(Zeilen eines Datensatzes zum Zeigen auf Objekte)
*-*-*

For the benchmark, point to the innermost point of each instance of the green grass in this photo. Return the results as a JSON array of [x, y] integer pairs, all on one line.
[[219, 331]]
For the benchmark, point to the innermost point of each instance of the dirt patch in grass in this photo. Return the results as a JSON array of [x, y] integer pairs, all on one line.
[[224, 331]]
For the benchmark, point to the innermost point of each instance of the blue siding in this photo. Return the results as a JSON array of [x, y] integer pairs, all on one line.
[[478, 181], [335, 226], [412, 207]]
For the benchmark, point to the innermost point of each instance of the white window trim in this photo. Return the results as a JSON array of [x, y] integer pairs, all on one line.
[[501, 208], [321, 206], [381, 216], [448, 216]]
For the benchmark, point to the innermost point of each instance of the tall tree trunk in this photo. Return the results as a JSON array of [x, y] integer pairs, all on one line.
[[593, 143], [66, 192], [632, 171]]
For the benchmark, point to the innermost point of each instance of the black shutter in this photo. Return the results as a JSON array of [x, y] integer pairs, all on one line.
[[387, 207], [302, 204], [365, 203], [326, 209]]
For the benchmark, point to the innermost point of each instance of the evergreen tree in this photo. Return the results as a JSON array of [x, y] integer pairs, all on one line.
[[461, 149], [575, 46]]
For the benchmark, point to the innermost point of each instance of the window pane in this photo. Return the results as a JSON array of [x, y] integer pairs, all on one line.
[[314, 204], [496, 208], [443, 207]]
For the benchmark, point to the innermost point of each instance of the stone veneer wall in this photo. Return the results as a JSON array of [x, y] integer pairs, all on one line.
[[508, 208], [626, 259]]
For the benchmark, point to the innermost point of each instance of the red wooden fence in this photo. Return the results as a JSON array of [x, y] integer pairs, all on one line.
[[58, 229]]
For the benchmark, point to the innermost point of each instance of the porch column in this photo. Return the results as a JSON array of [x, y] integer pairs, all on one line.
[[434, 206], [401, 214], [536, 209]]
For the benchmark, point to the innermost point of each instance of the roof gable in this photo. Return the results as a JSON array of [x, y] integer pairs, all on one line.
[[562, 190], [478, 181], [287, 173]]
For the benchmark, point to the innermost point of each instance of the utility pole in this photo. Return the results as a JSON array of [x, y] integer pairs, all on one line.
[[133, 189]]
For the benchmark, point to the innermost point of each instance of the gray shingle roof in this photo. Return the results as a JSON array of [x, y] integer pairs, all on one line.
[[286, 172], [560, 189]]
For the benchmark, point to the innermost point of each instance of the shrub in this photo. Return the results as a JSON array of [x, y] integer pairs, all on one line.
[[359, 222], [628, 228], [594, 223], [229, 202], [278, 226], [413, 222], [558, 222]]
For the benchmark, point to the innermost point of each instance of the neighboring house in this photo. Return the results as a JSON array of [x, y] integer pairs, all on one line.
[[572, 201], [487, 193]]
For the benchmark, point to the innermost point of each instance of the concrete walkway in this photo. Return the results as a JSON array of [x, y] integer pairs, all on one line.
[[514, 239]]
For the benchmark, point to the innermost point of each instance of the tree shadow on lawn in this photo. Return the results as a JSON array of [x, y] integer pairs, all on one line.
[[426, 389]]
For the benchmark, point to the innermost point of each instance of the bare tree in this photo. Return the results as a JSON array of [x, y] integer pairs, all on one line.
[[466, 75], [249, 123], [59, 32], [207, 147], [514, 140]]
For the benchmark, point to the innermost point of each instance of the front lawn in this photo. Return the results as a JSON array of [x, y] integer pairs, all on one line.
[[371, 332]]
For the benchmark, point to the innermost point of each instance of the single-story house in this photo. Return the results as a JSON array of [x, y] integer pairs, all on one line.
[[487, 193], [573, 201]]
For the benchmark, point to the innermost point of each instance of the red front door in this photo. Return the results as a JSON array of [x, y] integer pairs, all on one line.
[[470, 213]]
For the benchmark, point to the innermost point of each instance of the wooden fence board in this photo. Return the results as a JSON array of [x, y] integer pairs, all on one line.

*-*-*

Erforderliche Arbeit:
Schreiben Sie die Zeilen, beginnend mit der Zeile, die „of the stone“ enthält, bis einschließlich der Zeile, die „[[562, 190], [478, 181], [287, 173]]“ enthält, als JSON-Liste von Zeichenketten um, mit einer Zeichenkette je Zeile und ohne Leerzeilen.

Lösung der Aufgabe:
[
  "For the benchmark, point to the innermost point of each instance of the stone veneer wall in this photo. Return the results as a JSON array of [x, y] integer pairs, all on one line.",
  "[[508, 208], [626, 259]]",
  "For the benchmark, point to the innermost point of each instance of the red wooden fence in this photo. Return the results as a JSON array of [x, y] integer pairs, all on one line.",
  "[[58, 229]]",
  "For the benchmark, point to the innermost point of each instance of the porch column in this photo. Return the results as a JSON array of [x, y] integer pairs, all on one line.",
  "[[434, 206], [401, 214], [536, 209]]",
  "For the benchmark, point to the innermost point of each instance of the roof gable in this photo. Return the results as a JSON array of [x, y] integer pairs, all on one line.",
  "[[562, 190], [478, 181], [287, 173]]"
]